Data for the task

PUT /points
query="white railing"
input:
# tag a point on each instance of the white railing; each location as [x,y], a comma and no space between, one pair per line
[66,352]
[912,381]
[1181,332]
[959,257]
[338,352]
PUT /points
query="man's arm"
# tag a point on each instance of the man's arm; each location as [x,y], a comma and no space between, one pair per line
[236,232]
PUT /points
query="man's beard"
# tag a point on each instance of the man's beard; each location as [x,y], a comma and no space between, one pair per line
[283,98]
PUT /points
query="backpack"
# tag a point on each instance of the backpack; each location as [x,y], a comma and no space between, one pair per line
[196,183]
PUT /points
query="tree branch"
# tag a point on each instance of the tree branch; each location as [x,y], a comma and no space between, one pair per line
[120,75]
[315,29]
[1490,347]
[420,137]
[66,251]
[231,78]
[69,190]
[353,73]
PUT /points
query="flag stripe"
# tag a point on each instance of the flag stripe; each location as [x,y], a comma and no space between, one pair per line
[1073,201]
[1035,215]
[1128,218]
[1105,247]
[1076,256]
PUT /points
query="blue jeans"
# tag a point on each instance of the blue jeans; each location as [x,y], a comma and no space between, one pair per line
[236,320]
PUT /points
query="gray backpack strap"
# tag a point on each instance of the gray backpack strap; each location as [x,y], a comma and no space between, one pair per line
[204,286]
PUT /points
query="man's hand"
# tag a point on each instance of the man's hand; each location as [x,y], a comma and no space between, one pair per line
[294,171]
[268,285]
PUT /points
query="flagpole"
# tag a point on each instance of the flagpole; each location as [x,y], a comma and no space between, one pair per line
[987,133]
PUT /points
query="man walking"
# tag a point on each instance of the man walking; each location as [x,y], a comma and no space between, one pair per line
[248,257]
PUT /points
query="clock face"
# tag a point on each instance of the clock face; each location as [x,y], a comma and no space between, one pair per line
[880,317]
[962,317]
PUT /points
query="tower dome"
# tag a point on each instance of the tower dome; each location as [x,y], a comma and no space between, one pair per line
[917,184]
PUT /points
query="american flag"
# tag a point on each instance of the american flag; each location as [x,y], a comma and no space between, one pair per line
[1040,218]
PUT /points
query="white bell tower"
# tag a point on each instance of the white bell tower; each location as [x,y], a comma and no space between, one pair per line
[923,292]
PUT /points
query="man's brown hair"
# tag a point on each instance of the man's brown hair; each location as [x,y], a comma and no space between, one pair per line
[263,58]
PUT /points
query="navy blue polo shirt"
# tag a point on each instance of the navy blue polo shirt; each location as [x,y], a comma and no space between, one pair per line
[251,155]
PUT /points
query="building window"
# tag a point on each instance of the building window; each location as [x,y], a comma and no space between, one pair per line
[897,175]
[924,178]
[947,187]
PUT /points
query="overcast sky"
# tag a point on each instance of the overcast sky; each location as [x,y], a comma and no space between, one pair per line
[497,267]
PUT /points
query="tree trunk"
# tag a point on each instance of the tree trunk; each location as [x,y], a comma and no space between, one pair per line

Task brief
Each of the records should be retyped exactly.

Solution to this task
PUT /points
query="white railing"
input:
# tag a point on each instance of the white railing; each location as [x,y], a comma and no space between, one pair per line
[66,352]
[912,381]
[1181,332]
[959,257]
[338,352]
PUT /points
query="man's arm"
# tag a point on each instance of the man's arm; each location as [x,y], a comma and no space between, one pair per line
[236,232]
PUT /points
query="man's beard"
# tag a point on each instance of the man's beard; each location as [x,y], a comma and no space between, one pair per line
[283,98]
PUT /points
query="backpack"
# tag a point on each instance of the backpack; each location as [x,y], a comma and no space between, one pair per line
[196,183]
PUT /points
query="tree branch"
# tag a point on each instance of the tree branch; each location as [x,y], a comma and no space between, one pair per line
[120,75]
[315,29]
[1490,347]
[420,137]
[66,251]
[231,78]
[69,190]
[353,73]
PUT /points
query="flag stripe"
# tag a point on each instance of the flag stripe; each location as [x,y], a comma and no space between, one pair per line
[1073,201]
[1035,215]
[1128,218]
[1105,247]
[1076,256]
PUT /points
query="blue jeans"
# tag a point on each instance of the blue jeans; each location as [x,y], a comma and no space between, one pair per line
[236,320]
PUT /points
query="gray backpack strap"
# tag a point on each instance of the gray backpack strap; each location as [x,y], a comma and no space between, one pair per line
[204,286]
PUT /points
query="man's hand"
# tag a point on each instance of the man's hand; each location as [x,y], a comma and no space between, one pair per line
[294,171]
[268,285]
PUT /points
query="flagpole"
# tag a point on each instance of the flagpole; each location as [x,y], a comma and no space between, one pair per line
[987,133]
PUT /points
query="man walking"
# tag a point on each instance of the man walking; each location as [x,y], a comma and no space between, one pair per line
[248,257]
PUT /points
query="clock face"
# tag a point on each instance of the clock face; each location as [x,y], a comma and no space between, one pair per line
[880,317]
[962,317]
PUT /points
query="tower dome"
# tag a point on each instance of the tower dome; each location as [x,y], a comma and no space between, one pair per line
[917,184]
PUT /points
query="american flag"
# tag a point on each instance of the american flag; each location as [x,y], a comma and no space between, one pair per line
[1040,218]
PUT /points
query="white bell tower"
# tag a point on each instance of the white bell tower; each location as [x,y], a comma and no space between, one pair per line
[923,292]
PUT /points
query="man's brown hair"
# tag a point on each instance of the man's brown hair; each location as [x,y], a comma and no space between, one pair per line
[263,58]
PUT /points
query="navy blue polo shirt"
# tag a point on each instance of the navy blue polo shirt; each location as [x,y], a comma and no space between, one pair per line
[251,155]
PUT /points
query="building window"
# tag a point on each instance of the building window; each location as [x,y], a comma and no space between, one pair per line
[897,175]
[924,178]
[947,187]
PUT /points
query="overcast sky"
# tag a point on each instance of the overcast sky; each location as [x,y], a comma and no space between, one pair per line
[497,267]
PUT /points
query="tree trunk"
# tag a point on each instance of the tree trunk; each location as [x,y], a comma and no space between, one pair per line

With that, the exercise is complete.